The Incentivization plan for our upcoming DEX

Liquidity farming: The Problem

Every protocol faces this problem while bootstrapping liquidity; to incentivize early liquidity, a protocol needs to distribute way more tokens for users to be early liquidity providers.

This is a way where a protocol distributes its tokens for a part of the liquidity the user has provided. When a protocol is new, a lot of tokens are distributed; that is how the current system works to attract liquidity.

When the protocol distributes large amounts of tokens, the apparent thing users, who get free tokens, do is - sell those tokens. Hence the token price is dumped, and the liquidity that a protocol gains comes at the price of the token dump. Many failed yield farming schemes have blown up due to unsustainable token emissions.

The liquidity would only stay until a certain tipping point where the users feel that the rewards they are getting are optimal, and then the liquidity starts to vanish as rewards decrease, resulting in the loss of the user base gradually. This is the case with the 2020 DeFi summer, where users/liquidity jumped from protocol to protocol, searching for higher yields. There was no long-term incentive for users to stay and provide liquidity.
________
[Task 1] In the text on the DEX incentivization plan, which period is given as the case where users and liquidity jumped from protocol to protocol in search of higher yields?
[Task 2] Pick up the text on the DEX incentivization plan after its last sentence and keep writing it.
The material that comes next has no connection to the text on the DEX incentivization plan.

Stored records
________
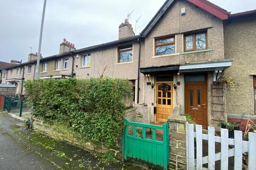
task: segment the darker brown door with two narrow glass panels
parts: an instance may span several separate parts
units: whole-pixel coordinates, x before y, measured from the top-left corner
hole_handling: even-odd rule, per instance
[[[196,124],[207,128],[207,95],[205,82],[186,83],[185,113],[191,115]]]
________
[Expected answer 1] The 2020 DeFi summer.

[Expected answer 2]
Here’s an excellent example of the flywheel effects of the liquidity farming death spiral:


Reference: https://members.delphidigital.io/reports/an-alternative-implementation-of-vetoken-economics

The solution that Curve Finance came up with to incentivize long-term participants:

One such model that encourages longer-term liquidity and is an optimal design that aims to dilute mercenary capital and speculators while rewarding value additive and long-term oriented participants is the vote-escrowed implementation introduced by Curve Finance. This model allows CRV holders to lock up their tokens as vote-escrowed CRV (veCRV) for up to 4 years. The longer a user locks their CRV, the more veCRV they receive.
In exchange for taking on liquidity risk and removing CRV supply from the market (showing their long-term commitment to the platform), veCRV holders are entitled to three main benefits:

  1. A pro-rated share of fees generated by Curve.
  2. Boosted CRV rewards on liquidity provider positions (up to 2.5x).
  3. Governance and gauge weight voting power. Importantly, the gauge weight dictates how Curve’s future emissions are distributed.

The above set of incentives generates a positive flywheel. The more long-term oriented a user is (measured by their veCRV), the more rewards they receive.

The veToken model avoids this by aligning liquidity providers with the long-term interest of the protocol.

For liquidity providers on Curve to capture the 2.5x boost on their rewards, they must hold a certain amount of veCRV relative to their liquidity. This incentivizes LPs not to dump tokens but instead:

  1. Purchase a position of CRV on the open market and lock it.
  2. Lock part or all of the CRV they receive as rewards for providing liquidity.

In turn, this encourages liquidity providers on the Curve platform to become long-term stakeholders and supporters of Curve’s success – as opposed to employing mercenary farm-and-dump strategies.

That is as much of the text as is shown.